Set exercise: Print, please, the line that contains "the dark tunnel" and each line after it to the end of the entries, unchanged and with nothing else.

Extracted information:
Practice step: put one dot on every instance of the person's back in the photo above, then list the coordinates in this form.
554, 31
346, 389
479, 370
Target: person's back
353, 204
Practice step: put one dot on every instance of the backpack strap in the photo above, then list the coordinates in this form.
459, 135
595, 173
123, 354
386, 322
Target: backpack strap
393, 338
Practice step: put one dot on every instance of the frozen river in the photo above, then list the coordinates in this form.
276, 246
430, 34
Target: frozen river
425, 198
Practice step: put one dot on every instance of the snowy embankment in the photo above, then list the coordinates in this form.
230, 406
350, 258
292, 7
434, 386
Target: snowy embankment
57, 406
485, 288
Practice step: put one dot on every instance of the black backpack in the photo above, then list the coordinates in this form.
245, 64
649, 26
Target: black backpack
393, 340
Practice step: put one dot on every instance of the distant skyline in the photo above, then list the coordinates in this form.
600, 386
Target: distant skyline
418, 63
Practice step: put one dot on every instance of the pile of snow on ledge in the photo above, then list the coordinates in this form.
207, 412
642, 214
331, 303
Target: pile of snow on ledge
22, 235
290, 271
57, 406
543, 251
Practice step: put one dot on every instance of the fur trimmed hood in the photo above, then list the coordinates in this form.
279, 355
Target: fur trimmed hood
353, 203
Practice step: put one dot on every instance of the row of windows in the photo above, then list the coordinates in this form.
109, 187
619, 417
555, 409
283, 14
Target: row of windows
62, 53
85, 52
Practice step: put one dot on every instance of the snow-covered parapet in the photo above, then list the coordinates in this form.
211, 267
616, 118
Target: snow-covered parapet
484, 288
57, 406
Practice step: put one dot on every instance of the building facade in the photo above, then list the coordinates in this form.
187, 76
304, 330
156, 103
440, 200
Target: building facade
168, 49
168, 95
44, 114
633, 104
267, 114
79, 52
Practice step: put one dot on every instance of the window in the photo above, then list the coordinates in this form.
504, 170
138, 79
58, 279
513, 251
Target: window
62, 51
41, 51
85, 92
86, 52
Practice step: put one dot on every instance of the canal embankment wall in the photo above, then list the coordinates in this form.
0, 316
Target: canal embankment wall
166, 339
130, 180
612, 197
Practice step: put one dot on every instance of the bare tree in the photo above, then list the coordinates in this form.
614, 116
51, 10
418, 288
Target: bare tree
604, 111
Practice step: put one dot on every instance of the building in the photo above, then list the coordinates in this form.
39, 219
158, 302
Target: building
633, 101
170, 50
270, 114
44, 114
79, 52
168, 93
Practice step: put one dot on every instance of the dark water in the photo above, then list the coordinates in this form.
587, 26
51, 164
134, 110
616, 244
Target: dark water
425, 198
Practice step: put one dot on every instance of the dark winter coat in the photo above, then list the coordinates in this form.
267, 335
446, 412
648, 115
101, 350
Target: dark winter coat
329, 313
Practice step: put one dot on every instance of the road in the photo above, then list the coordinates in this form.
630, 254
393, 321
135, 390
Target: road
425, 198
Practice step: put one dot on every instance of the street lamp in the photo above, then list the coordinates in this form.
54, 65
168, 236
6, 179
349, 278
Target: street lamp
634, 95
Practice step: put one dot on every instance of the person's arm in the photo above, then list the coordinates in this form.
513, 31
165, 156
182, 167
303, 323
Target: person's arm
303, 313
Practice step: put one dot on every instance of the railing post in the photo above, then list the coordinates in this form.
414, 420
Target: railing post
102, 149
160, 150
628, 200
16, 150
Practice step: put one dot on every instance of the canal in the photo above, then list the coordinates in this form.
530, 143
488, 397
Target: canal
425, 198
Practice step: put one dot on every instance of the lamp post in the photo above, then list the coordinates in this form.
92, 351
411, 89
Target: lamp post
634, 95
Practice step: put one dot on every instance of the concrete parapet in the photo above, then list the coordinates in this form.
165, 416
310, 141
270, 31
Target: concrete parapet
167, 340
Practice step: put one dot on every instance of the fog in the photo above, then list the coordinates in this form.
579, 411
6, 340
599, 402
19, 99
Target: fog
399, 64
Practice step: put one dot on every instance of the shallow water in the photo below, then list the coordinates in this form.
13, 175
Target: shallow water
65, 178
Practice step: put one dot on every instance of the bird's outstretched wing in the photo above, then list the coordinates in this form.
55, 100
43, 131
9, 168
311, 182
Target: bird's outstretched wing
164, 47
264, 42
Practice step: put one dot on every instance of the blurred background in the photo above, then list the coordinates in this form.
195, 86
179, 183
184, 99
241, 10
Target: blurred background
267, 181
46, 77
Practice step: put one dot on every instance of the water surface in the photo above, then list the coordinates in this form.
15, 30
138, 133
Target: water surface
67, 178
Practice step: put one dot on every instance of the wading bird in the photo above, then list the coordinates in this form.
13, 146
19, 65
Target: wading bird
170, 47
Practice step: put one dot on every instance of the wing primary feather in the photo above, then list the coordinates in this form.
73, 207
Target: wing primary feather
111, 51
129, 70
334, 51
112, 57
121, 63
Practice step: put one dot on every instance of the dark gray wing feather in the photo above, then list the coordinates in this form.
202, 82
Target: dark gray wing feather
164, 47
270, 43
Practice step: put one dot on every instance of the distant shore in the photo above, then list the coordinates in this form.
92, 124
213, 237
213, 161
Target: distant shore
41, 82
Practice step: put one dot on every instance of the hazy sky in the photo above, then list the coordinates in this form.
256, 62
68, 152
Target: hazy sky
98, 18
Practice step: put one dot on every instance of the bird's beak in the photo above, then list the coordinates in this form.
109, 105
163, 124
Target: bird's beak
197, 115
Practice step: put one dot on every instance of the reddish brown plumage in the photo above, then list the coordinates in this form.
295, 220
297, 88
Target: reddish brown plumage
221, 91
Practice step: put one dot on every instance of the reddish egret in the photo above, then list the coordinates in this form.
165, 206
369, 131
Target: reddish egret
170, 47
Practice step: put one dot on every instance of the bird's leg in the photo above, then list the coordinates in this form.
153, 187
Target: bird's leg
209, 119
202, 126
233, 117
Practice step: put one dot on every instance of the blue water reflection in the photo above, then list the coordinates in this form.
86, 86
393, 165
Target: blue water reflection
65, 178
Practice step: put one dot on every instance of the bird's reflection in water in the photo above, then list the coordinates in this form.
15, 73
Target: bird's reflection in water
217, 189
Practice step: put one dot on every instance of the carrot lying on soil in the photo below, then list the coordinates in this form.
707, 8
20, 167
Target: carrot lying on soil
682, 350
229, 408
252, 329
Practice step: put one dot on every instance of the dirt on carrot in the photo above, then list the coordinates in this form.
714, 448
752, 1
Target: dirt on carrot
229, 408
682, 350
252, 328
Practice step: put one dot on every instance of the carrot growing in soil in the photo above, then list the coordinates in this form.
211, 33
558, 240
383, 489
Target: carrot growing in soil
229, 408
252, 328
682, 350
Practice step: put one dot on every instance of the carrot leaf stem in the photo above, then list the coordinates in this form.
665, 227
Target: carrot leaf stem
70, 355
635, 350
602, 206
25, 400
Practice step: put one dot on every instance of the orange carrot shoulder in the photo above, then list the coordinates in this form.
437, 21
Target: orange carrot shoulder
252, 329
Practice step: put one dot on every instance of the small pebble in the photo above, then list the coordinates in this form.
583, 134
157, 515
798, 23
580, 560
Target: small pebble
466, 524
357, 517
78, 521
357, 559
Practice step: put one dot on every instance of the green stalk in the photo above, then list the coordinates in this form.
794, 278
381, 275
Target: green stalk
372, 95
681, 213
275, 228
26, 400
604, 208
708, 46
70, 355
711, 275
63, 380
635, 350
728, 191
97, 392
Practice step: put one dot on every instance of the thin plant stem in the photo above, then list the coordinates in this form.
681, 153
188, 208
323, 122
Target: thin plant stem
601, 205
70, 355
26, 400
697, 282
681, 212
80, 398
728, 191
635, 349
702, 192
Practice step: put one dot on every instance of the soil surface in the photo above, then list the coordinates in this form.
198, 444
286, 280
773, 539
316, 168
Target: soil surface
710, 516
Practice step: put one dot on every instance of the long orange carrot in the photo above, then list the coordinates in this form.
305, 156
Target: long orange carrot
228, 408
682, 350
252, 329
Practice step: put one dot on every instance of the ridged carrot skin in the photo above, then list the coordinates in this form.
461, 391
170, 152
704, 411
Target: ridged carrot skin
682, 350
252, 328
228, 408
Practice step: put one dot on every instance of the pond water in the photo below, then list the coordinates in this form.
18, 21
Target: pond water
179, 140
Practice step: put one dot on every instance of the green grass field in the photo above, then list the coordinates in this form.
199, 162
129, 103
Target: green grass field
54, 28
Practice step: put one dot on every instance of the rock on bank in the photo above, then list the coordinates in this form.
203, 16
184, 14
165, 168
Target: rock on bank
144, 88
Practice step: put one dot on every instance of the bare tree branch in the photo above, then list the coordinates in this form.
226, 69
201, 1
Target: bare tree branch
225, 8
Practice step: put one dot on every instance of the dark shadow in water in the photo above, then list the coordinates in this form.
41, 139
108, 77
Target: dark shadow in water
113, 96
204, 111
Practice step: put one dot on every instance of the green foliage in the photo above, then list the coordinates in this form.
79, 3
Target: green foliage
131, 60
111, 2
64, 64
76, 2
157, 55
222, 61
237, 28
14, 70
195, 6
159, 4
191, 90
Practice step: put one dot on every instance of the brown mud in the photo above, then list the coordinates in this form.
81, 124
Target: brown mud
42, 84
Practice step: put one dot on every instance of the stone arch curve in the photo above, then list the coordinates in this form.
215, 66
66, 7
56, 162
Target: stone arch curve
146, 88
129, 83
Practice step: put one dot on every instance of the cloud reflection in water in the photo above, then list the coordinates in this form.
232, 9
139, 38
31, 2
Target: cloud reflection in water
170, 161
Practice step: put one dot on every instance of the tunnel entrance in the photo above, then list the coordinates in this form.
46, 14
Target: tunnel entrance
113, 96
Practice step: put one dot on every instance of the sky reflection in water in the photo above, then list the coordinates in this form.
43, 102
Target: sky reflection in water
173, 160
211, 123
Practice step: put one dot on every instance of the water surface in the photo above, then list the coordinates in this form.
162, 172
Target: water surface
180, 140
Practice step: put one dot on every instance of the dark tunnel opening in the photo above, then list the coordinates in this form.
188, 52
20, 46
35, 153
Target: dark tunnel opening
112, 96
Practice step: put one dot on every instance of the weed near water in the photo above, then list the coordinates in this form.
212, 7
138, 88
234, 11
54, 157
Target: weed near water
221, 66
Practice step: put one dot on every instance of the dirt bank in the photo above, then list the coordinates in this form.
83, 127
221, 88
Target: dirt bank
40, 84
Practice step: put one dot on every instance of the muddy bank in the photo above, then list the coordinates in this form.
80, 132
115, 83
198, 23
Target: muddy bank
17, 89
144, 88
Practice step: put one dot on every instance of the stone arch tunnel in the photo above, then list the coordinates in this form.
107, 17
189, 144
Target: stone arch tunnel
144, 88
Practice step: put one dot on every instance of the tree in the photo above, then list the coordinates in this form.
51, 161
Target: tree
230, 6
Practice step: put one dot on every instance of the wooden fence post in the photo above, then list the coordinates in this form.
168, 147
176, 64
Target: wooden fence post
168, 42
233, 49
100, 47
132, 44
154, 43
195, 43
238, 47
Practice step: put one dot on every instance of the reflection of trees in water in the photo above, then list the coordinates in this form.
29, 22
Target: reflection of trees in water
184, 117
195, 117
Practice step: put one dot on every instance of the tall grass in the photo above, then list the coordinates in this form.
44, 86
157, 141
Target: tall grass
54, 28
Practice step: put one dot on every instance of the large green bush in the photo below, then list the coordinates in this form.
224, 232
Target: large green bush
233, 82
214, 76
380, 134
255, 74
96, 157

Output below:
Practice step: put one dot on every instance of the dark tunnel opening in the photo above, then list the coordinates in this form.
188, 52
20, 46
35, 153
Target: dark tunnel opening
112, 96
Practice step: put one dot on every instance of the weed near water in the photo above, then list the coordinates in this form.
212, 7
138, 88
234, 11
54, 157
Target: weed near water
221, 66
Practice step: put one dot on every instance of the dirt bank in the photo above, then list the coordinates in this form.
83, 127
221, 88
Target: dirt bank
40, 84
Practice step: put one dot on every instance of the muddy bank in the photo above, then list the coordinates in this form.
80, 132
115, 83
198, 23
Target: muddy bank
17, 89
144, 88
Practice step: put one dot on every instance of the stone arch tunnel in the photo above, then list the coordinates in this form.
107, 17
189, 144
Target: stone arch tunnel
144, 88
Practice step: put one dot on every instance of the tree in the photo above, then list the coordinates in this form.
51, 161
Target: tree
230, 6
Practice step: put one dot on every instance of the wooden fence post in the photo above, then list the coordinates in this form.
168, 147
176, 64
Target: wooden fence post
168, 42
233, 49
100, 47
132, 44
154, 43
195, 43
238, 47
Practice step: put one dot on every instance of the reflection of trees in water in the photo above, then list the coordinates in this form.
29, 22
Target: reflection of trees in water
184, 117
195, 117
Practice step: put one dot on every instance of the tall grass in the photo above, then list the coordinates in this form.
44, 86
157, 141
Target: tall grass
54, 28
Practice step: put one dot on every instance of the large green bush in the photo below, then list the coordinates in this form.
224, 232
Target: large green bush
233, 82
214, 76
380, 134
255, 74
96, 157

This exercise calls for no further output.